What you will do:
Copy exactly, and only, the lines that start at the line containing "Select red flag." and end at the last line of the material below.

Provided entries:

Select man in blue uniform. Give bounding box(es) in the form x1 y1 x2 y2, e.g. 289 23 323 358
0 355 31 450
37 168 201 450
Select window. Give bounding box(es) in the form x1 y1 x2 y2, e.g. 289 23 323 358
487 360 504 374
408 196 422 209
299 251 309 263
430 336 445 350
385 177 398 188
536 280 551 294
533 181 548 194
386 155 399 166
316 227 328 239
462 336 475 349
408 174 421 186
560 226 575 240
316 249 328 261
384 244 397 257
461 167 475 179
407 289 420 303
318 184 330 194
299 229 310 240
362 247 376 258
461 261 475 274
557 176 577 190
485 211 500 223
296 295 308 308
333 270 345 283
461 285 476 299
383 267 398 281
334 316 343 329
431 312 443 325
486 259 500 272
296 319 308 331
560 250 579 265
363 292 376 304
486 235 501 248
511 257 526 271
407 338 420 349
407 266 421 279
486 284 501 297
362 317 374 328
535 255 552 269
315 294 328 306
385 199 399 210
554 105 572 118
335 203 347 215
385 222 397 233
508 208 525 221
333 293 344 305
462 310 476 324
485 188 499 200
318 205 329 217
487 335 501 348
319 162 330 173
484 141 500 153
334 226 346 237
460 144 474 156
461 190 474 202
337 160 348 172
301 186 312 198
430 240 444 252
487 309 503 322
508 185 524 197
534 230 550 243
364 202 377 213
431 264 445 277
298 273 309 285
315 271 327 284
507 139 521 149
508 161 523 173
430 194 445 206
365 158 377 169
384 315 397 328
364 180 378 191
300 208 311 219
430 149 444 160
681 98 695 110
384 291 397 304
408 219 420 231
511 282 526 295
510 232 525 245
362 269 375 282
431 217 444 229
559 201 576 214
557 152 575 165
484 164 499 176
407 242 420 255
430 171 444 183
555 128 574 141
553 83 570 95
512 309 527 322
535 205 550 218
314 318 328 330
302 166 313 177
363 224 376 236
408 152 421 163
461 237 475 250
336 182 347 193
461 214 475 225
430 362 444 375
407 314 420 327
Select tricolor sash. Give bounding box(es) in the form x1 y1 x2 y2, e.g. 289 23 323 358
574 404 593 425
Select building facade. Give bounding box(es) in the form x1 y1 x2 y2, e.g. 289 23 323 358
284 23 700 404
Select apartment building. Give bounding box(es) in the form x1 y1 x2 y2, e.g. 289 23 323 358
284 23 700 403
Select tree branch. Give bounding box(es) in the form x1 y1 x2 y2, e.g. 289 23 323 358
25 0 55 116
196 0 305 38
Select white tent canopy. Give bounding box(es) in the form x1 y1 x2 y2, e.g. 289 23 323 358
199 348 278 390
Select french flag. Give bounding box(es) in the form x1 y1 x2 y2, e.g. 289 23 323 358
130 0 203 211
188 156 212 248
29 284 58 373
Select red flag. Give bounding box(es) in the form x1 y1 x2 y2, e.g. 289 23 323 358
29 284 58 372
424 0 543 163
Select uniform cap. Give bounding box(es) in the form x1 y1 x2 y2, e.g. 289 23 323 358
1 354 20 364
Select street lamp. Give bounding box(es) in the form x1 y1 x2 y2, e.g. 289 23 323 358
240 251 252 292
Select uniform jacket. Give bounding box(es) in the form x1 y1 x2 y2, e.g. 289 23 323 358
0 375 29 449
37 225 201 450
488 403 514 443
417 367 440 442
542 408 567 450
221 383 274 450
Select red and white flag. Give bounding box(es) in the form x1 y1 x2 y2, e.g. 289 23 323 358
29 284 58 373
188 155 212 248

Reply:
Select red flag. Give bounding box(es) in the form x1 y1 x2 y2, e.g. 289 23 323 358
29 284 58 372
424 0 543 163
Select uniform cap. Give bounding box(es) in the form x1 y1 x2 y2, e.g. 289 23 323 358
1 354 20 364
Select street lamp. Give bounding box(es) in the form x1 y1 x2 y2, e.g. 289 23 323 358
240 251 252 292
Select uniform jacket. Give bounding box(es) in the form x1 y1 x2 y2, e.g. 289 23 323 358
0 375 29 449
37 225 201 450
488 403 514 443
417 367 440 442
542 408 567 450
221 383 274 450
Select red and white flag. Give bounding box(es) in the form x1 y1 x2 y2, e.g. 289 23 323 358
29 284 58 373
188 155 212 248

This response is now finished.